### PROBLEM
Reproduce the listing that follows line for line, with no changes to its wording, numbers, or punctuation.

### MATERIAL FOR THIS EXERCISE
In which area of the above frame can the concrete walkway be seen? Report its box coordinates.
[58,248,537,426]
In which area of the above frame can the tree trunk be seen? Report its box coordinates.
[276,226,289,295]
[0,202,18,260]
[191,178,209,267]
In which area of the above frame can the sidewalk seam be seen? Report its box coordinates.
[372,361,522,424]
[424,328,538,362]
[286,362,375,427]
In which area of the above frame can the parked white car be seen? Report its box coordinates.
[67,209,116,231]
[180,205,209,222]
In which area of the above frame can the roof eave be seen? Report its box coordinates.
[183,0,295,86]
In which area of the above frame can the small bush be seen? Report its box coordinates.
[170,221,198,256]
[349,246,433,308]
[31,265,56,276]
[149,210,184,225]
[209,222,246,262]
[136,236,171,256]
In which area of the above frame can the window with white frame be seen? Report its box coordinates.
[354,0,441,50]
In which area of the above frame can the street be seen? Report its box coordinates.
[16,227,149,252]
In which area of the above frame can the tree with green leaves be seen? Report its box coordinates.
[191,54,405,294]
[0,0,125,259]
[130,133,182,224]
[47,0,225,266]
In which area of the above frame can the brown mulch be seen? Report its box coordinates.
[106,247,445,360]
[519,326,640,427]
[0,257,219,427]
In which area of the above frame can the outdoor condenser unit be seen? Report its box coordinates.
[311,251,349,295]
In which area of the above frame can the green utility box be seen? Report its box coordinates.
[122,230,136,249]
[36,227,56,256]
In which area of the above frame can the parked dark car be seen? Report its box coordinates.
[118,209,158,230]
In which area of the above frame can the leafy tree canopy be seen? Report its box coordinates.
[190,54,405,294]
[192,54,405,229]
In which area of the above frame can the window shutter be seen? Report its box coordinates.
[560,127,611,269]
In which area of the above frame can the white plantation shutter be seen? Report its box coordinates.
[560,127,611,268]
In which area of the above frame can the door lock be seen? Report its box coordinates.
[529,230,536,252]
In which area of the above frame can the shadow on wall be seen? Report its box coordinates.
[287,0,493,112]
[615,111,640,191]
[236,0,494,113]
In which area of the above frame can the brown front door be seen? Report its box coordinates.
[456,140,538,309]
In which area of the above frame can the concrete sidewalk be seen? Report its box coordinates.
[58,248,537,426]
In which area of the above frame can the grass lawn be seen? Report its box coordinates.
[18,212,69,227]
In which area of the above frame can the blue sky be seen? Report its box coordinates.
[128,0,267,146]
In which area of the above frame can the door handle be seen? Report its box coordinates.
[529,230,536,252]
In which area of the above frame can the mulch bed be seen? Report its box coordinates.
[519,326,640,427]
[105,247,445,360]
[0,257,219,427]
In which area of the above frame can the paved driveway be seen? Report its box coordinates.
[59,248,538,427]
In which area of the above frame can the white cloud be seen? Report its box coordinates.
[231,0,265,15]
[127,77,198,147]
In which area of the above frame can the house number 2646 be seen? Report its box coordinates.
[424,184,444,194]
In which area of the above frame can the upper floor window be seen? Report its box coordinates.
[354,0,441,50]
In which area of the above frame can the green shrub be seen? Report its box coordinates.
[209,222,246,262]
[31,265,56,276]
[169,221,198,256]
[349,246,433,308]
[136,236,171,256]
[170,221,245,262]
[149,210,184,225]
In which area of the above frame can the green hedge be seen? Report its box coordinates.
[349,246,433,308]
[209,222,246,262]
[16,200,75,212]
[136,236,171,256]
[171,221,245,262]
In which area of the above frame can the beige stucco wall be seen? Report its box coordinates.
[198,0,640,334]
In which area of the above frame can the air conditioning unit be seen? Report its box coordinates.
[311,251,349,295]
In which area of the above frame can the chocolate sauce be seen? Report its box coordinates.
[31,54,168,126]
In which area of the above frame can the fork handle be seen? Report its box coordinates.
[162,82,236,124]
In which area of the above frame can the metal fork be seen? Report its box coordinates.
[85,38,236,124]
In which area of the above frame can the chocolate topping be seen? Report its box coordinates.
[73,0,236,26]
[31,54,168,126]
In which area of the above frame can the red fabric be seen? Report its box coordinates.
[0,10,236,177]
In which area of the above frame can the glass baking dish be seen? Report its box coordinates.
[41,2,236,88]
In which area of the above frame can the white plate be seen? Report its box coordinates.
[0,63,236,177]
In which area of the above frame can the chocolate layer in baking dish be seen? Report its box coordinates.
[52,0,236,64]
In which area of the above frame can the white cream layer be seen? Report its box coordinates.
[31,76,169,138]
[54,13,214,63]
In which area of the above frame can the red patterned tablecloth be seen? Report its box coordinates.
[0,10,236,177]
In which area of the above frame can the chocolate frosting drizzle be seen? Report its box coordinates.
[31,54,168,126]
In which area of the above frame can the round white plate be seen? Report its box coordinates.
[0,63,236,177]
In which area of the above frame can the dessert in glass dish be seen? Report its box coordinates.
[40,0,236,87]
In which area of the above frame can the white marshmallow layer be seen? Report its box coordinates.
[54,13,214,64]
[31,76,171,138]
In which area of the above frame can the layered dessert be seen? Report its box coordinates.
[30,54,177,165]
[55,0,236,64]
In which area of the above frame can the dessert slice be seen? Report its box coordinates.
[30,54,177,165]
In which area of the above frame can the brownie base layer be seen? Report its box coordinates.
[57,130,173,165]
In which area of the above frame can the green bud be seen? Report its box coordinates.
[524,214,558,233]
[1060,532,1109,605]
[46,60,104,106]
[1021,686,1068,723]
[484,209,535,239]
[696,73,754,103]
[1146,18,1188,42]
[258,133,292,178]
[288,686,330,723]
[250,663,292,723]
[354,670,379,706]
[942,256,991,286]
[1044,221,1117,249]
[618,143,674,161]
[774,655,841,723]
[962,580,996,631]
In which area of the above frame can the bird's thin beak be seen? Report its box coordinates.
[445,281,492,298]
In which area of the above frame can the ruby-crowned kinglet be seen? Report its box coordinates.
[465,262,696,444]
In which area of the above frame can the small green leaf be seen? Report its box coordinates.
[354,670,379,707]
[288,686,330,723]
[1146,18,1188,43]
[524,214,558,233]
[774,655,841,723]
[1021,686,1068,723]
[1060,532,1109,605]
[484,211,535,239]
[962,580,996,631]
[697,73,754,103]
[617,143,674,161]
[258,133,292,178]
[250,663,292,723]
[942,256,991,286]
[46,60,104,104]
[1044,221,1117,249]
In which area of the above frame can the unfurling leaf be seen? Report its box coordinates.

### SOLUTION
In which area of the above frame can the concrete walkway be seen? Report its box coordinates.
[58,248,537,426]
In which area of the above frame can the tree trunk be seen? Report its box coordinates.
[276,226,289,295]
[0,202,18,260]
[191,178,209,267]
In which area of the above frame can the sidewalk seam be seen? Report its box coordinates.
[372,361,522,424]
[424,328,538,362]
[286,362,375,427]
In which area of the above frame can the parked white car be seen? Report its box coordinates.
[67,209,116,231]
[180,205,209,222]
In which area of the above frame can the roof eave be seen? Report its box coordinates.
[183,0,295,86]
In which area of the above frame can the small bush be seen? Report its box coordinates.
[170,221,198,256]
[349,246,433,308]
[31,265,56,276]
[149,210,184,225]
[209,222,246,262]
[136,236,171,256]
In which area of the above frame can the window with white frame be seen? Report its box coordinates.
[354,0,441,50]
In which area of the above frame can the street be seen? Report its box coordinates.
[16,227,149,252]
In which area of the above frame can the tree with green leaves be seen? Report its box coordinates.
[191,54,405,294]
[0,0,125,259]
[130,133,182,224]
[47,0,225,266]
In which area of the above frame can the brown mulch be seen? Report its box coordinates.
[106,247,445,360]
[519,326,640,427]
[0,257,219,427]
In which area of the above frame can the outdoor condenser unit be seen? Report its box coordinates.
[311,251,349,295]
In which area of the above frame can the green utility box be seen? Report its box coordinates.
[122,230,136,249]
[36,227,56,256]
In which area of the above frame can the parked dark car be seen? Report its box coordinates.
[118,209,158,230]
In which area of the above frame can the leafy tree canopy be seen? Report its box coordinates.
[190,54,405,294]
[192,54,405,229]
In which area of the above frame can the window shutter be seen? Report its box coordinates.
[560,127,611,269]
In which area of the above frame can the white plantation shutter be seen? Report its box coordinates.
[560,127,611,268]
In which area of the above frame can the door lock be seen? Report its box coordinates.
[529,230,536,252]
In which area of the above frame can the shadow on wall be seen? Report its box coordinates.
[287,0,493,112]
[615,111,640,191]
[236,0,494,113]
In which area of the above frame can the brown front door be seen? Report its box coordinates.
[456,140,538,309]
In which area of the above frame can the concrete sidewalk be seen? Report its box coordinates.
[58,248,537,426]
In which area of the above frame can the grass lawn be seen? Report its box coordinates.
[18,212,69,227]
In which area of the above frame can the blue sky be seen? Report its box coordinates.
[128,0,267,146]
In which area of the above frame can the door handle be seen? Report its box coordinates.
[529,230,536,252]
In which area of the above frame can the mulch bed be seen? Report its box coordinates.
[519,326,640,427]
[105,247,445,360]
[0,257,219,427]
In which area of the above frame can the paved driveway be seen? Report its box coordinates.
[59,248,538,427]
In which area of the above frame can the white cloud be seen? Report its box coordinates.
[231,0,265,15]
[127,77,198,147]
In which area of the above frame can the house number 2646 be seen? Report its box coordinates.
[424,184,444,194]
In which area of the above frame can the upper floor window be seen? Report its box coordinates.
[354,0,441,50]
In which area of the above frame can the green shrub be seen? Report its box coordinates.
[209,222,246,262]
[31,265,56,276]
[169,221,198,256]
[349,246,433,308]
[136,236,171,256]
[170,221,245,262]
[149,210,184,225]
In which area of the above frame can the green hedge be seen? Report its box coordinates.
[349,246,433,308]
[209,222,246,262]
[16,200,75,212]
[136,236,171,256]
[171,221,245,262]
In which area of the above frame can the beige stucco wall be seen? Report its box coordinates.
[198,0,640,334]
In which area of the above frame can the air conditioning unit be seen? Report its box coordinates.
[311,251,349,295]
In which area of the above frame can the chocolate sauce be seen? Report its box coordinates.
[31,54,168,126]
In which area of the above frame can the fork handle be seen? Report its box coordinates.
[162,82,236,124]
In which area of the above frame can the metal fork be seen? Report its box coordinates.
[85,38,236,124]
In which area of the above frame can the chocolate topping be seen? Report its box coordinates.
[73,0,236,26]
[31,54,168,126]
In which area of the above frame can the red fabric be seen? Report its box coordinates.
[0,10,236,177]
In which area of the above frame can the glass baking dish be seen? Report its box coordinates.
[41,2,236,88]
In which area of the above frame can the white plate be seen? Report its box coordinates.
[0,63,236,177]
In which area of the above frame can the chocolate layer in baking dish be seen? Report its box coordinates.
[52,0,236,64]
In which area of the above frame can the white cream layer be seen? Report its box coordinates.
[31,76,169,138]
[54,13,214,63]
In which area of the above frame can the red patterned tablecloth be seen? Report its box coordinates.
[0,10,236,177]
In which area of the above frame can the chocolate frosting drizzle be seen? Report its box coordinates.
[31,54,168,126]
In which area of the above frame can the round white plate be seen? Report its box coordinates.
[0,63,236,177]
In which area of the above frame can the dessert in glass dish be seen? Report its box coordinates.
[40,0,236,87]
In which area of the above frame can the white marshmallow layer be seen? Report its box coordinates.
[54,13,214,64]
[31,76,171,138]
In which area of the above frame can the layered dessert be seen? Report its box coordinates.
[30,54,177,165]
[55,0,236,64]
In which area of the above frame can the dessert slice be seen? Report its box coordinates.
[30,54,177,165]
In which area of the above frame can the brownie base layer be seen? Report its box coordinates.
[57,130,173,165]
In which area of the above frame can the green bud be seen? Report its box coordinates.
[524,214,558,233]
[1060,532,1109,605]
[46,60,104,106]
[1021,686,1068,723]
[484,209,535,239]
[696,73,754,103]
[1146,18,1188,42]
[258,133,292,178]
[288,686,330,723]
[250,663,292,723]
[354,670,379,706]
[942,256,991,286]
[1044,221,1117,249]
[618,143,674,161]
[774,655,841,723]
[962,580,996,631]
In which area of the above frame can the bird's thin beak be seen? Report its box coordinates.
[445,281,492,298]
In which area of the above frame can the ruby-crowned kinglet be seen? Report its box coordinates.
[465,262,696,444]
In which area of the above frame can the small green leaf be seen? Report its box coordinates.
[354,670,379,707]
[288,686,330,723]
[1146,18,1188,43]
[524,214,558,233]
[774,655,841,723]
[1021,686,1068,723]
[1060,532,1109,605]
[484,211,535,239]
[962,580,996,631]
[697,73,754,103]
[617,143,674,161]
[258,133,292,178]
[250,663,292,723]
[942,256,991,286]
[46,60,104,104]
[1044,221,1117,249]
In which area of the above frame can the unfurling leaf be seen? Report its box coordinates.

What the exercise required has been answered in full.